EXTRACTO DE PÁGINA »
Los ex aequo de la crítica dinamitan la tradición
Por otra parte, el gran empate de esta edición se ha disputado entre dos propuestas que también se bifurcan: As Boas Maneiras de Juliana Rojas y Marco Dutra, y El Sacrificio de un Ciervo Sagrado (The Killing of a Sacred Deer) de Yorgos Lanthimos se han alzado con el Premio José Luis Guarner. La primera, de procedencia brasileña, pretende lo imposible. La segunda, nueva y esperada película de uno de los autores hype del momento, es lo más parecido a una constatación.
Por un lado, una tierna historia de aprendizaje y supervivencia que narra los primeros pasos de un licántropo júnior adoptado por la criada de una adinerada familia burguesa en la Sao Paulo de vecinos, escolares y mamás sufridoras. Por el otro, una tragedia griega en clave sardónica que Lanthimos utiliza para introducirse en la angustia que sufre una familia estadounidense también acomodada tras recibir la llamada de lo sobrenatural. Esta vez, en forma de amenaza juvenil encarnada por un Barry Keoghan en absoluto estado de gracia. Lo recordamos por la brillante ’71 (2014), también presentada en Sitges.
La diferencia, entre Boas y Lanthimos, es que estas dos propuestas no parecen distanciarse entre sí. Ambas sostienen sobre sus hombros el peso exacto de lo pretencioso. Rojas y Dutra embadurnan su versión doméstica y domesticada del mito del hombre lobo con una pátina de cotidianeidad, humor y cariño que persigue la originalidad de forma obsesiva, con un tono más naif que transgresor, y con la presencia de un monstruito que se desplaza de la gozosa serie B a la más impersonal de las digitalizaciones: ¡puro lavado de cara al género!

EXTRACTO DE DATOS »
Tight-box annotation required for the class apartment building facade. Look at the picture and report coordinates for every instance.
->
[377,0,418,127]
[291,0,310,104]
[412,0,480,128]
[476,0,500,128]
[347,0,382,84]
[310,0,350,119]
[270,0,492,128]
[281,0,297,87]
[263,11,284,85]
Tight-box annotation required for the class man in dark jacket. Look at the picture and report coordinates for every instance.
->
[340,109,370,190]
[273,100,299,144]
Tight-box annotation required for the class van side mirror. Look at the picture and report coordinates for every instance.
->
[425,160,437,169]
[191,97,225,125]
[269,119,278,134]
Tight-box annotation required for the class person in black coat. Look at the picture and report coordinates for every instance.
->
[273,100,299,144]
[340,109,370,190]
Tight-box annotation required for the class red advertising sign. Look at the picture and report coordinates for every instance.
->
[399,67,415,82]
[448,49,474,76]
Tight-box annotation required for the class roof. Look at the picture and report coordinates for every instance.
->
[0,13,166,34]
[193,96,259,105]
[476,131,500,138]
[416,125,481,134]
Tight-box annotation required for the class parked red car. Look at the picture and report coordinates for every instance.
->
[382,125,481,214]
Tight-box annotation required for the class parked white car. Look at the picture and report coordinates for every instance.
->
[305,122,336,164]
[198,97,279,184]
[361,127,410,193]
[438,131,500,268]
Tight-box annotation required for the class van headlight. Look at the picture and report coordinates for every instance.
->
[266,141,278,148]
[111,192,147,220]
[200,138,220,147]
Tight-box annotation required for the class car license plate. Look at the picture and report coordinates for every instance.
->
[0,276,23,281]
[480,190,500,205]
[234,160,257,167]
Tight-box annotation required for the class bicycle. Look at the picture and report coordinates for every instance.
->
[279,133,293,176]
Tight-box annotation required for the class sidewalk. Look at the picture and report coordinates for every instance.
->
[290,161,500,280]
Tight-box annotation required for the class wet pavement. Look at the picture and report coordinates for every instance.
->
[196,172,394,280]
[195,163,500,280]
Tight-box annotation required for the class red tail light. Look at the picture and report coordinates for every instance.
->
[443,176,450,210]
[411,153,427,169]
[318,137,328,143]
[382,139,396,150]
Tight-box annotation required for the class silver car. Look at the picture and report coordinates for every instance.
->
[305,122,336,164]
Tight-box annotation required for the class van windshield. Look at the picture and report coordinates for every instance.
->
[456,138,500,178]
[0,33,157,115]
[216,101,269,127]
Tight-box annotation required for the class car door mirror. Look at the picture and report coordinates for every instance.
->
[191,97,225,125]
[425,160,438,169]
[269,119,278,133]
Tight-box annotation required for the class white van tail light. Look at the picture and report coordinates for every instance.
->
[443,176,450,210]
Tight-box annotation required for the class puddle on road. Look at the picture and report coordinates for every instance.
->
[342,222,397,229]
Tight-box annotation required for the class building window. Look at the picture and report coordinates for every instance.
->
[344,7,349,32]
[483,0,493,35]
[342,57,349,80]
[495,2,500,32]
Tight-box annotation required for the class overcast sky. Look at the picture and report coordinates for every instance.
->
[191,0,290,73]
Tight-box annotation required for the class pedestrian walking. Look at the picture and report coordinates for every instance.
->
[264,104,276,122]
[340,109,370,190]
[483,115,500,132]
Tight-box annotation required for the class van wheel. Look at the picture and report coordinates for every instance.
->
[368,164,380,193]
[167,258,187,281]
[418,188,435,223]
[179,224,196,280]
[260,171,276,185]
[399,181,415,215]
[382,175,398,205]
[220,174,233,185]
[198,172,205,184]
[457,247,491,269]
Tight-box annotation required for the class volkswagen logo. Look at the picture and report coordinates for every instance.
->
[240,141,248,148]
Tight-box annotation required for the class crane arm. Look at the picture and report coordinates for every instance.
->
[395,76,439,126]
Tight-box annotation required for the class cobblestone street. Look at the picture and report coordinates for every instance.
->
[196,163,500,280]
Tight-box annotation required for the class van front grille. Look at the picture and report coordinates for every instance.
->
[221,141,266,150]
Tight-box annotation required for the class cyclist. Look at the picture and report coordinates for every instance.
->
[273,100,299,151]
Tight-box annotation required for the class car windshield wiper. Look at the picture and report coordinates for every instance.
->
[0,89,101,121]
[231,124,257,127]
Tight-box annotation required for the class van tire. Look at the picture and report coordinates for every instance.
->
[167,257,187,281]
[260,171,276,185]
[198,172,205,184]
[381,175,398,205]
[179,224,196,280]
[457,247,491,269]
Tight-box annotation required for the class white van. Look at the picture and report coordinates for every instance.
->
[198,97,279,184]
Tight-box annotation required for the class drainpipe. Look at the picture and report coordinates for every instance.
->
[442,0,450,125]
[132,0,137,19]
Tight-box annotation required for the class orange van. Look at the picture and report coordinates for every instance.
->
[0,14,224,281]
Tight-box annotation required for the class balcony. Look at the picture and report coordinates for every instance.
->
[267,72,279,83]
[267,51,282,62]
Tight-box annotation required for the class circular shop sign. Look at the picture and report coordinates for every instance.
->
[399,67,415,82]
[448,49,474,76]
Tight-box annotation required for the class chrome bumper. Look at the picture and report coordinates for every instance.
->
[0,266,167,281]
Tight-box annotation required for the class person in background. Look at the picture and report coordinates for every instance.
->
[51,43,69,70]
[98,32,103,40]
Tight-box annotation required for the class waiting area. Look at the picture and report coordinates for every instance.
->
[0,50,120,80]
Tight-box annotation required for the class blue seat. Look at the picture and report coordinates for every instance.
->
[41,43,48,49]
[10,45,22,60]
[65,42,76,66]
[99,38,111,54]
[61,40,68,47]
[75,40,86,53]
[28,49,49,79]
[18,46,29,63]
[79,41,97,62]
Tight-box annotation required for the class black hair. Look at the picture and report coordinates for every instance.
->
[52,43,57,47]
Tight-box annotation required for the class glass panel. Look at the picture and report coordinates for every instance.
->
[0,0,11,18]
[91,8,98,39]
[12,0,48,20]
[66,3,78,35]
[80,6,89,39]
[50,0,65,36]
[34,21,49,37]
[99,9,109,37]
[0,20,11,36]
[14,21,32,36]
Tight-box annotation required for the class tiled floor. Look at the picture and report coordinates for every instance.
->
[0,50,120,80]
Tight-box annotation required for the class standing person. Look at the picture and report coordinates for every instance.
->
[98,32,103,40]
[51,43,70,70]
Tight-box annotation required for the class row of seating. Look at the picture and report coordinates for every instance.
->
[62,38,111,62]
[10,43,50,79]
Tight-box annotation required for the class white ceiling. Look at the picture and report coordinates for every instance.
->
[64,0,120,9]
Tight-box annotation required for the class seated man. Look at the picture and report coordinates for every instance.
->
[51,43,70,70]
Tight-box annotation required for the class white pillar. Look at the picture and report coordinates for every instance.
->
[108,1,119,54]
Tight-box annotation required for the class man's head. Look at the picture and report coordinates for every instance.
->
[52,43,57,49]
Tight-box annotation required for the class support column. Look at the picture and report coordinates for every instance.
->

POR HACER » Continúa la reseña sobre el empate del Premio José Luis Guarner a partir de su última frase. Las filas son un material aparte.

RESPUESTA »
La pompa de Lanthimos, en cambio, tiene más que ver con el humor negro y la mala baba. Los lleva utilizando como perdigones desde la asombrosa Canino (2009) para infectar la mitología clásica y señalar, de paso, con el dedo índice y sonrisa burlona, las miserias del individuo en nuestra (supuesta) sociedad del bienestar. Un prodigio, puestos a contrastar, mucho más autoconsciente que la película brasileña. Un Lanthimos en plena forma, menos disperso que en Langosta (2015), para una edición de Sitges que pedía a gritos una buena dosis de absurdo. Justo la que le falta a As Boas Maneiras para rutilar. Sus defectos no sólo radican en la libertad con la que decide saltar de género en género –del drama romántico a la comedia costumbrista como lobotomización del terror fabulístico acuñado por John Landis y Neil Jordan–, sino en la laxitud con la que sus creadores participan en un subgénero de mordeduras, aullidos y evisceración que no les ha dado tiempo a digerir.
El camino, pues, se ha vuelto a dividir. Uno, el de Lanthimos, como espejo de nuestra propia alma. El segundo, como pretexto irónico para desarticular la leyenda del licántropo a través del latido acalorado de la actualidad. Qué lejos queda Europa de todo esto… Nada mejor que el fuera de campo para imaginarla. Sin adornos ni metáforas. Sin atajos posibles a una realidad inasible. Como el llanto de un niño escondido en la arena.